[EXERCISE]
Collect every line of the records below that contains the string "positive", treating uppercase and lowercase as distinct.

=== SUPPLIED DATA ===

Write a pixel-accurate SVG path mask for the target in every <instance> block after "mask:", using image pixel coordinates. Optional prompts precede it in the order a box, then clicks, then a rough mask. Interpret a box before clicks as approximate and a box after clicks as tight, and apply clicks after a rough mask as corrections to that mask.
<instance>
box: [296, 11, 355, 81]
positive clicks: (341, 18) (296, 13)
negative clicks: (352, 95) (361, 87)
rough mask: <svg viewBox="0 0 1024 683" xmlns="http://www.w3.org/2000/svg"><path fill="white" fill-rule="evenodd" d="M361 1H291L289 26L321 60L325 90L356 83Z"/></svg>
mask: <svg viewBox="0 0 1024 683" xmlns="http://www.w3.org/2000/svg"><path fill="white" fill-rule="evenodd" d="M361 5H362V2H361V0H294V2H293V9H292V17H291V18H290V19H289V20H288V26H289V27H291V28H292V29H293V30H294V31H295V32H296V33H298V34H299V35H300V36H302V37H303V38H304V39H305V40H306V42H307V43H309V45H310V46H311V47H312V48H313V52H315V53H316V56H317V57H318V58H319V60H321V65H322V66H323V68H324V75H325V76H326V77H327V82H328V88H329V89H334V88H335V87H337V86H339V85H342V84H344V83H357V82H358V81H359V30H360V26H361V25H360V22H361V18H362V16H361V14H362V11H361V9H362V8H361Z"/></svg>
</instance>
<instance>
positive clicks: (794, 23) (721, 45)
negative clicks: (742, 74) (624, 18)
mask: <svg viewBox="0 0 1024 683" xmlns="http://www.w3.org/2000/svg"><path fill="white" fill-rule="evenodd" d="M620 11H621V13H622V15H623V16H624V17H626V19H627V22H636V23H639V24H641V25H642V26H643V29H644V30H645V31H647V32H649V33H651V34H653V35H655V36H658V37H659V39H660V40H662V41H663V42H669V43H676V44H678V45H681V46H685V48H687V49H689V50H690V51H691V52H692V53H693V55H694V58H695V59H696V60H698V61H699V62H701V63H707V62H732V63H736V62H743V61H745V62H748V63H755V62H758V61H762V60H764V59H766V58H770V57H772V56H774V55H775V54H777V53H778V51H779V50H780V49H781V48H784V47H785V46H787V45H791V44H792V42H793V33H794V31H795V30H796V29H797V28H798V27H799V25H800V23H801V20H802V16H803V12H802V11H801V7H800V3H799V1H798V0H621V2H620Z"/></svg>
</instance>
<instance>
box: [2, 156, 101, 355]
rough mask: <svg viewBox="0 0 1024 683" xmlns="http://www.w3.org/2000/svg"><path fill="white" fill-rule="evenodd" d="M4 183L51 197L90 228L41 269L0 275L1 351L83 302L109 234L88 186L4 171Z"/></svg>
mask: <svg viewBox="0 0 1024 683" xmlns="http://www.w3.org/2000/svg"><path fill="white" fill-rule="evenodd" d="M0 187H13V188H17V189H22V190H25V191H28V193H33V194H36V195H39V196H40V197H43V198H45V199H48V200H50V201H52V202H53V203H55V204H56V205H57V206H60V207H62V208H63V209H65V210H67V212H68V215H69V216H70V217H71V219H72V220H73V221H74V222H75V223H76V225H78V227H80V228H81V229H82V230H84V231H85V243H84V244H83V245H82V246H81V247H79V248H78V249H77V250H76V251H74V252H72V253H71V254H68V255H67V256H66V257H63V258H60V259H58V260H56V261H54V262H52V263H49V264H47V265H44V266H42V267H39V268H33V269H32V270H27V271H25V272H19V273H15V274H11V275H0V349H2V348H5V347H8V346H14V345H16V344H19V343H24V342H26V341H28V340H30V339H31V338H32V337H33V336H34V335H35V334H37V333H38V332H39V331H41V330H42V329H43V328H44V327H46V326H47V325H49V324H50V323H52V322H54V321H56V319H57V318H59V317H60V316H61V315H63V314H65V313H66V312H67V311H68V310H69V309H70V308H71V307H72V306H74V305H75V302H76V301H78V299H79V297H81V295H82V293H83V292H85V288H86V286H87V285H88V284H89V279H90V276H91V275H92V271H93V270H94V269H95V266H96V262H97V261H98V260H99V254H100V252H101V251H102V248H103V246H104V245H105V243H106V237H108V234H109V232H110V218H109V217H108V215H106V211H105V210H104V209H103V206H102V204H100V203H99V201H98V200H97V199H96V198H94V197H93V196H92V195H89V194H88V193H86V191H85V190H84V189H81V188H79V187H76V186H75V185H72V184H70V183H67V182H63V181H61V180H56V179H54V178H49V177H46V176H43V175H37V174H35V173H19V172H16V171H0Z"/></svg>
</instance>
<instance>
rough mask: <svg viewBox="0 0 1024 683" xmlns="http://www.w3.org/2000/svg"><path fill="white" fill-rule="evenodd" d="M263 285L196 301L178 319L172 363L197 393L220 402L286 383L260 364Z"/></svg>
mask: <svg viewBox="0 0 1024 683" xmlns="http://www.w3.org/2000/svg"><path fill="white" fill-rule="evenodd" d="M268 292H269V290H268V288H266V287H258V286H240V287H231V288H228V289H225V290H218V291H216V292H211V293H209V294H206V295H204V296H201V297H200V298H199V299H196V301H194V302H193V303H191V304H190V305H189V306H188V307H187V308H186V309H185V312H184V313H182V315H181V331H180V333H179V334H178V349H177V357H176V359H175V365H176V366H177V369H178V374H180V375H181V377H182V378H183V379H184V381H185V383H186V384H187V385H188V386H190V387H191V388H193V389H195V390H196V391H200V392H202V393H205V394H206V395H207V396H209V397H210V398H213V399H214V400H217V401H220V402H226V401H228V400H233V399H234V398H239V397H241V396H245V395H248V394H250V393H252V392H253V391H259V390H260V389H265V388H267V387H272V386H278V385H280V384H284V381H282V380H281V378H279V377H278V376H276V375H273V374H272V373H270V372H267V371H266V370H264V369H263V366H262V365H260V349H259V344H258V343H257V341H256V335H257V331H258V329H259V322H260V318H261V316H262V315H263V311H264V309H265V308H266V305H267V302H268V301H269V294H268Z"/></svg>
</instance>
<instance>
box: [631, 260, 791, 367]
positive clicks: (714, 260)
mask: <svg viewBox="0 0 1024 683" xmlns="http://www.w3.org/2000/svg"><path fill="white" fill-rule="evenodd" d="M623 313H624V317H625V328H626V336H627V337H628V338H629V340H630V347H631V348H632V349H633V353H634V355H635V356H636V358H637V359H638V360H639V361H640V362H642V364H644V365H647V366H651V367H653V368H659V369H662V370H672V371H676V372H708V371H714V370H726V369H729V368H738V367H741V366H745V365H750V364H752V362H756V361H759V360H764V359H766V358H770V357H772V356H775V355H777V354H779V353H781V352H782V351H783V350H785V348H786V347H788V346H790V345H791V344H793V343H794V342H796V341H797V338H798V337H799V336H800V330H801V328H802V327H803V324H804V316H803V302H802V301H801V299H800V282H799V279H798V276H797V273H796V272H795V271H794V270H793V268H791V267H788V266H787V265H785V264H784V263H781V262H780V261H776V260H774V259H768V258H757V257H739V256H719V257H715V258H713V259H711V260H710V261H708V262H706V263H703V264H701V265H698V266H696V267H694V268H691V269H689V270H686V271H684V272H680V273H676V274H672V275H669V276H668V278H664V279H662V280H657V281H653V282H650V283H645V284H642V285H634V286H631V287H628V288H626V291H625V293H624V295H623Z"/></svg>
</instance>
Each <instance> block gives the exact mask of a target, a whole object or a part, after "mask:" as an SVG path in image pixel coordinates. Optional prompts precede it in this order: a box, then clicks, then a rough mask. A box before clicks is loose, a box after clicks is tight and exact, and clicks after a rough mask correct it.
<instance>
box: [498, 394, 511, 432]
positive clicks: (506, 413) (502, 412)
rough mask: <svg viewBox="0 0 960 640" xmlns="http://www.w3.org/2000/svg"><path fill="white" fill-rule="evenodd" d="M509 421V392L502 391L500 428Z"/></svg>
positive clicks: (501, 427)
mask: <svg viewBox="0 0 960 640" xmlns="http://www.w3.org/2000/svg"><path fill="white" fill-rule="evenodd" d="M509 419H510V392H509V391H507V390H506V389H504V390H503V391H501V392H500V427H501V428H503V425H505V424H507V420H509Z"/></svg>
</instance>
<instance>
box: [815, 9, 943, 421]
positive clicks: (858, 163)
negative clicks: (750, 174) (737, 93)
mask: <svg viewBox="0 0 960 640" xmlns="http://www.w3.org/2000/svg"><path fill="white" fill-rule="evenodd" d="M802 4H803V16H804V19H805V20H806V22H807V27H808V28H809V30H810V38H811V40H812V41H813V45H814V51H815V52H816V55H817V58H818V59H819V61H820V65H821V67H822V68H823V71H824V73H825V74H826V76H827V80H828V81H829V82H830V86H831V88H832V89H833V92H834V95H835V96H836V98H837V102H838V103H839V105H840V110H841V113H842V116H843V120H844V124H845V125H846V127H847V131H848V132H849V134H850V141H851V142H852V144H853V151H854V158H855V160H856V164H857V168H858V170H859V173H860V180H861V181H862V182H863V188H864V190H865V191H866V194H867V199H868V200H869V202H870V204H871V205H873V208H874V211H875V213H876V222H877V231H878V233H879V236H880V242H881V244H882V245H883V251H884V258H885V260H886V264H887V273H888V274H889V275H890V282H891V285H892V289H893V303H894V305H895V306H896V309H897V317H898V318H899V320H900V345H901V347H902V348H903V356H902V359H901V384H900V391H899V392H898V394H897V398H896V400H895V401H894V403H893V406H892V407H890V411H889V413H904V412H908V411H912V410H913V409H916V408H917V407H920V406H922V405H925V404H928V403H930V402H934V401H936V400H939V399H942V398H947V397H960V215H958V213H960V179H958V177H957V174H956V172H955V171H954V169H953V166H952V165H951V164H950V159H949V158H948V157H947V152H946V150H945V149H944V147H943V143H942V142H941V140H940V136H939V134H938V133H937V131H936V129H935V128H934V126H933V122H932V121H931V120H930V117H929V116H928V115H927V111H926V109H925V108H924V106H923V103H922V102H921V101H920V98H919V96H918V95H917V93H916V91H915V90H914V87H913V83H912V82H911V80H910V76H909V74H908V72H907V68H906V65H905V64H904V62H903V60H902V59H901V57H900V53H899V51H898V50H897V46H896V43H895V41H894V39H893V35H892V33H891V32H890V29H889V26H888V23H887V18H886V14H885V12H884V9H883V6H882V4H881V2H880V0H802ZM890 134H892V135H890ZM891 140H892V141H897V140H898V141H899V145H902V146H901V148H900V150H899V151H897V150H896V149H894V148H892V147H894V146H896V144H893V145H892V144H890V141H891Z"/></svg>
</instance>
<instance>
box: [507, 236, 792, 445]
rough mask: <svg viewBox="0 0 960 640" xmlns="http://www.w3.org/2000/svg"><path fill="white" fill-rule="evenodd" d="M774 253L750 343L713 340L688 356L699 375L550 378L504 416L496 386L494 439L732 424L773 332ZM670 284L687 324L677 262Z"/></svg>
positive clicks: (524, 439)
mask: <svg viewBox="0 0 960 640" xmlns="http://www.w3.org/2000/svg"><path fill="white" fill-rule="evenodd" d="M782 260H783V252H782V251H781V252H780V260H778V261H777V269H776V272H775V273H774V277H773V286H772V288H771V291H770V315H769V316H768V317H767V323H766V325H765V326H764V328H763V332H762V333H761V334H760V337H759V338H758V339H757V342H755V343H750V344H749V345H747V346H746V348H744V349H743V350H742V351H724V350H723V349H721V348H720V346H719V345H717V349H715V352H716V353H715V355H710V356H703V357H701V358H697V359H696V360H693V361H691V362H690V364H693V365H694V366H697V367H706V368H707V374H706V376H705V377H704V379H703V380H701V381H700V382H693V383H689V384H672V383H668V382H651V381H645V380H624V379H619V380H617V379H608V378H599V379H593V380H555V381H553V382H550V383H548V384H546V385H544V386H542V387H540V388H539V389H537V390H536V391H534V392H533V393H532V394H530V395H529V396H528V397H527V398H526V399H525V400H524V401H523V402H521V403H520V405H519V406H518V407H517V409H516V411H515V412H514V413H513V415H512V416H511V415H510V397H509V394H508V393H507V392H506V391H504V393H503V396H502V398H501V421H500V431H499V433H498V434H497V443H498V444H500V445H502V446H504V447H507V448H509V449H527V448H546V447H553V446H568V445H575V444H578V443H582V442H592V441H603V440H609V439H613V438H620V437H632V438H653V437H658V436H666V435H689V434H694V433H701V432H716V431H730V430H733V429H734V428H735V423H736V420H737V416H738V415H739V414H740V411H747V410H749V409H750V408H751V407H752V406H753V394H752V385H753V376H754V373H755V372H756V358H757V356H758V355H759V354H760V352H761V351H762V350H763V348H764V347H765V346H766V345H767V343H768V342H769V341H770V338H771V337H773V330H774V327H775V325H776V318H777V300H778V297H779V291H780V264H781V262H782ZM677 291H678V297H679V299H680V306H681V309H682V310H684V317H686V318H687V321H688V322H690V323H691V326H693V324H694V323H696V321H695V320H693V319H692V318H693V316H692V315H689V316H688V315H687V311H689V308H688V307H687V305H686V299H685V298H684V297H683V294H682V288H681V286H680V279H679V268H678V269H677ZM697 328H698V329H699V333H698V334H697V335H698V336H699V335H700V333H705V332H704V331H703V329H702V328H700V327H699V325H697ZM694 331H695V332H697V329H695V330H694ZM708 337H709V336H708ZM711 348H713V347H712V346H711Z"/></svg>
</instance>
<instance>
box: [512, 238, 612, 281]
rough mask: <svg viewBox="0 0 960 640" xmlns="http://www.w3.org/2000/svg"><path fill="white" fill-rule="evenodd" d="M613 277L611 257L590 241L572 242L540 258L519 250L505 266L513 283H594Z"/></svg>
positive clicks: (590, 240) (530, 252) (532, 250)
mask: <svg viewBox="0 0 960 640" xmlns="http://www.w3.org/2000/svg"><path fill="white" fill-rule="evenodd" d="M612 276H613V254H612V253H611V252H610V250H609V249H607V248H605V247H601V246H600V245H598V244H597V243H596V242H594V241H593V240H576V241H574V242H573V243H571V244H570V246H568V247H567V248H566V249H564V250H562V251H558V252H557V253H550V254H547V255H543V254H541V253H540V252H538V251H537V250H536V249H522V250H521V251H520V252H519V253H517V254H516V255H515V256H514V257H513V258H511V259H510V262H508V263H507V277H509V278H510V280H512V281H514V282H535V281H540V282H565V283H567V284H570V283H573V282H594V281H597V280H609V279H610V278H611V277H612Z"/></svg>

===

[TASK RESPONSE]
positive clicks: (341, 18) (296, 13)
positive clicks: (794, 23) (721, 45)
positive clicks: (714, 260)
positive clicks: (506, 413) (502, 412)
positive clicks: (501, 427)
positive clicks: (858, 163)
positive clicks: (524, 439)
positive clicks: (590, 240) (530, 252) (532, 250)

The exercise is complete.